**EXCERPTED RECORDS**

● ● ●

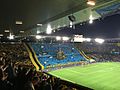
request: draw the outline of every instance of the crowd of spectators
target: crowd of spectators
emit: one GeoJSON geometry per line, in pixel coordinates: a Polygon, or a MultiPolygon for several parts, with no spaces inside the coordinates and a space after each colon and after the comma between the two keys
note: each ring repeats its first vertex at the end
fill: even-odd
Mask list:
{"type": "Polygon", "coordinates": [[[97,62],[120,62],[119,43],[79,43],[76,44],[76,47],[97,62]]]}
{"type": "Polygon", "coordinates": [[[0,48],[0,90],[79,90],[42,70],[36,71],[23,44],[2,43],[0,48]]]}

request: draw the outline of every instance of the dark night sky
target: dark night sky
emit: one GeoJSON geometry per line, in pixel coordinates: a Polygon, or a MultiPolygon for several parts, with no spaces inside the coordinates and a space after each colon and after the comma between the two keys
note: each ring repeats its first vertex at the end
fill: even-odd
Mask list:
{"type": "Polygon", "coordinates": [[[83,34],[91,38],[119,38],[120,37],[120,15],[107,16],[103,19],[95,20],[93,24],[88,22],[76,25],[76,29],[63,29],[55,34],[83,34]]]}

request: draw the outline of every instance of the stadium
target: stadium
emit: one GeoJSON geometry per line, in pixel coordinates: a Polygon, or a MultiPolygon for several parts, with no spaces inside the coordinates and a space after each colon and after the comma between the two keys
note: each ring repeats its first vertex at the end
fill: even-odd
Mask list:
{"type": "Polygon", "coordinates": [[[0,90],[120,89],[120,0],[1,3],[0,90]]]}

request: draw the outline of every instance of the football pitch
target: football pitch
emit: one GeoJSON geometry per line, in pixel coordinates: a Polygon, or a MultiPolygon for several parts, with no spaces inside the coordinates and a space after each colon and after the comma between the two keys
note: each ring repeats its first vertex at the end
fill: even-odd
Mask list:
{"type": "Polygon", "coordinates": [[[49,74],[94,90],[120,90],[119,62],[63,68],[49,74]]]}

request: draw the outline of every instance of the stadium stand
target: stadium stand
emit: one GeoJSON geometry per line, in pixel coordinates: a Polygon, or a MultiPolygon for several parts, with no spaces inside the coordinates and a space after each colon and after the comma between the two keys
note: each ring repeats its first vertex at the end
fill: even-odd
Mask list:
{"type": "Polygon", "coordinates": [[[31,43],[40,63],[45,67],[85,61],[71,43],[31,43]]]}
{"type": "Polygon", "coordinates": [[[79,45],[76,44],[76,47],[97,62],[120,61],[120,46],[118,43],[80,43],[79,45]]]}
{"type": "Polygon", "coordinates": [[[36,71],[22,43],[1,43],[0,48],[0,90],[91,90],[36,71]]]}

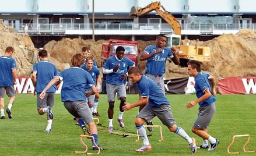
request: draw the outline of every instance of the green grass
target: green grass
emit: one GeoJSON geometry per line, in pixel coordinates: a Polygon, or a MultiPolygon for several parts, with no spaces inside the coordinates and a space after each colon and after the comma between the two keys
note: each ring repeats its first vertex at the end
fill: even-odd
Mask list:
{"type": "MultiPolygon", "coordinates": [[[[201,145],[201,139],[191,132],[195,121],[198,107],[187,109],[187,102],[195,98],[195,95],[167,95],[171,101],[171,107],[177,125],[184,129],[187,133],[197,140],[201,145]]],[[[127,95],[127,101],[132,103],[138,99],[138,95],[127,95]]],[[[5,98],[5,108],[8,98],[5,98]]],[[[134,120],[138,108],[125,112],[124,120],[125,127],[121,129],[117,122],[119,101],[116,101],[114,114],[114,126],[115,129],[136,133],[134,120]]],[[[220,144],[213,151],[198,150],[198,155],[227,155],[227,147],[236,134],[250,134],[251,140],[247,146],[248,151],[255,150],[256,131],[256,96],[255,95],[218,95],[216,112],[209,127],[209,133],[220,140],[220,144]]],[[[63,106],[60,95],[57,94],[52,111],[54,119],[52,126],[52,132],[44,133],[47,126],[45,114],[39,115],[36,109],[36,98],[31,94],[17,94],[15,103],[12,108],[13,118],[0,120],[0,154],[2,155],[79,155],[75,151],[85,150],[80,144],[79,136],[82,130],[75,125],[75,122],[63,106]]],[[[106,95],[100,95],[98,111],[101,115],[99,117],[100,123],[108,126],[107,111],[108,108],[106,95]]],[[[163,141],[160,139],[159,129],[153,129],[148,132],[152,150],[142,153],[136,153],[135,150],[142,144],[140,139],[135,141],[134,137],[122,137],[121,136],[99,132],[99,144],[107,148],[102,151],[102,155],[191,155],[190,148],[187,141],[175,133],[170,132],[162,125],[157,118],[153,120],[154,125],[162,126],[163,141]]],[[[247,138],[236,139],[231,151],[243,151],[243,146],[247,138]]],[[[84,141],[91,150],[90,140],[84,141]]],[[[242,155],[254,154],[242,153],[242,155]]]]}

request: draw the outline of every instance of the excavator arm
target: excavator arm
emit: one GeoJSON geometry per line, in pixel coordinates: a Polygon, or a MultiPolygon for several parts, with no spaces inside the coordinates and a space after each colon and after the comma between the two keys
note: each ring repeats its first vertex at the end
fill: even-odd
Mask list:
{"type": "Polygon", "coordinates": [[[175,34],[181,35],[181,26],[180,22],[161,5],[160,2],[152,2],[144,8],[132,6],[131,9],[129,17],[131,18],[136,18],[153,10],[155,10],[161,17],[172,26],[175,34]]]}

● ● ●

**STATED GOAL**
Lay out all the entries above as a JSON list of strings, one string for each line. Skip blank lines and leave the pictures out.

**ANSWER TO THIS TASK**
[
  "request: draw the outline of every instance of the crowd of spectators",
  "target: crowd of spectators",
  "emit: one GeoJSON geometry per line, in pixel coordinates: a Polygon, or a MultiPolygon for several parts, with no spaces inside the coordinates and a space after each colon and after the comma between the two keys",
  "note: each ring repeats its first vertex at the end",
  "fill: even-odd",
  "Mask list:",
  "{\"type\": \"Polygon\", \"coordinates\": [[[97,62],[120,62],[119,43],[79,43],[76,44],[76,47],[97,62]]]}",
  "{\"type\": \"Polygon\", \"coordinates\": [[[0,48],[0,90],[79,90],[42,70],[36,71],[23,44],[2,43],[0,48]]]}",
  "request: draw the outline of every instance of the dark night sky",
  "target: dark night sky",
  "emit: one GeoJSON geometry per line, in pixel coordinates: a Polygon, or a MultiPolygon for several parts, with no spaces inside the coordinates and a space after each colon and after the comma between the two keys",
  "note: each ring repeats its first vertex at the end",
  "fill: even-odd",
  "Mask list:",
  "{\"type\": \"Polygon\", \"coordinates\": [[[83,34],[91,38],[119,38],[120,37],[120,15],[107,16],[103,19],[95,20],[93,24],[88,22],[76,25],[76,29],[63,29],[55,34],[83,34]]]}",
  "request: draw the outline of every instance of the stadium",
  "target: stadium",
  "emit: one GeoJSON geometry per line, in pixel coordinates: a Polygon, or a MultiPolygon for several parts, with no spaces inside the coordinates and a space after each colon and after the comma between the two keys",
  "note: each ring repeats its first vertex at the end",
  "fill: even-odd",
  "Mask list:",
  "{\"type\": \"Polygon\", \"coordinates\": [[[0,90],[120,89],[120,0],[1,3],[0,90]]]}",
  "request: draw the outline of every instance of the football pitch",
  "target: football pitch",
  "emit: one GeoJSON geometry per line, in pixel coordinates: a Polygon, or a MultiPolygon for several parts, with no spaces inside the coordinates and a space after each colon and after the comma between the two keys",
  "note: each ring repeats its first vertex at the end",
  "fill: even-odd",
  "Mask list:",
  "{\"type\": \"Polygon\", \"coordinates\": [[[49,74],[94,90],[120,90],[119,62],[63,68],[49,74]]]}",
  "request: draw the outline of every instance of the stadium stand",
  "target: stadium stand",
  "emit: one GeoJSON geometry per line, in pixel coordinates: a Polygon, or a MultiPolygon for several parts, with no spaces inside the coordinates and a space after each colon and after the comma between the two keys",
  "note: each ring repeats its first vertex at the end",
  "fill: even-odd",
  "Mask list:",
  "{\"type\": \"Polygon\", \"coordinates\": [[[31,43],[40,63],[45,67],[85,61],[71,43],[31,43]]]}",
  "{\"type\": \"Polygon\", \"coordinates\": [[[79,45],[76,44],[76,47],[97,62],[120,61],[120,46],[118,43],[80,43],[79,45]]]}",
  "{\"type\": \"Polygon\", \"coordinates\": [[[36,71],[22,43],[1,43],[0,48],[0,90],[91,90],[36,71]]]}",
  "request: draw the outline of every instance of the green grass",
  "target: green grass",
  "emit: one GeoJSON geometry per line, in pixel coordinates: a Polygon, or a MultiPolygon for several parts, with no spaces inside the coordinates and a space after each colon and after the comma between the two keys",
  "note: each ring repeats its first vertex at the end",
  "fill: even-odd",
  "Mask list:",
  "{\"type\": \"MultiPolygon\", \"coordinates\": [[[[201,145],[201,139],[191,132],[195,121],[198,107],[187,109],[187,102],[195,98],[195,95],[167,95],[171,101],[171,107],[177,125],[184,129],[187,133],[197,140],[201,145]]],[[[127,95],[127,101],[132,103],[138,99],[138,95],[127,95]]],[[[5,98],[5,108],[8,98],[5,98]]],[[[134,120],[138,108],[125,112],[124,120],[125,127],[121,129],[117,122],[119,101],[116,101],[114,114],[114,126],[115,129],[136,133],[134,120]]],[[[220,144],[213,151],[198,150],[198,155],[227,155],[227,147],[236,134],[250,134],[251,140],[247,146],[248,151],[255,150],[256,131],[256,96],[255,95],[218,95],[216,112],[209,127],[209,133],[220,140],[220,144]]],[[[63,106],[60,95],[57,94],[52,111],[54,119],[52,126],[52,132],[44,133],[47,126],[45,114],[39,115],[36,109],[36,98],[31,94],[17,94],[15,103],[12,108],[13,118],[0,120],[0,154],[2,155],[79,155],[75,151],[85,150],[80,144],[79,136],[82,130],[75,125],[75,122],[63,106]]],[[[106,95],[100,95],[98,111],[101,115],[99,117],[100,123],[108,126],[107,111],[108,108],[106,95]]],[[[163,141],[160,139],[159,129],[153,129],[148,132],[152,150],[142,153],[136,153],[135,150],[142,144],[140,139],[135,141],[134,137],[122,137],[121,136],[99,132],[99,144],[107,148],[102,151],[102,155],[191,155],[190,148],[187,141],[175,133],[170,132],[162,125],[157,118],[153,120],[154,125],[162,126],[163,141]]],[[[247,138],[236,139],[231,151],[243,151],[243,146],[247,138]]],[[[84,141],[91,150],[90,140],[84,141]]],[[[242,155],[254,154],[242,153],[242,155]]]]}",
  "request: draw the outline of every instance of the excavator arm",
  "target: excavator arm",
  "emit: one GeoJSON geometry per line, in pixel coordinates: a Polygon, or a MultiPolygon for several parts, with no spaces inside the coordinates and a space after each colon and after the comma between the two keys",
  "note: each ring repeats its first vertex at the end",
  "fill: even-odd",
  "Mask list:",
  "{\"type\": \"Polygon\", \"coordinates\": [[[175,34],[181,35],[181,26],[180,22],[161,5],[160,2],[152,2],[144,8],[132,6],[131,9],[129,17],[131,18],[136,18],[153,10],[155,10],[161,17],[172,26],[175,34]]]}"
]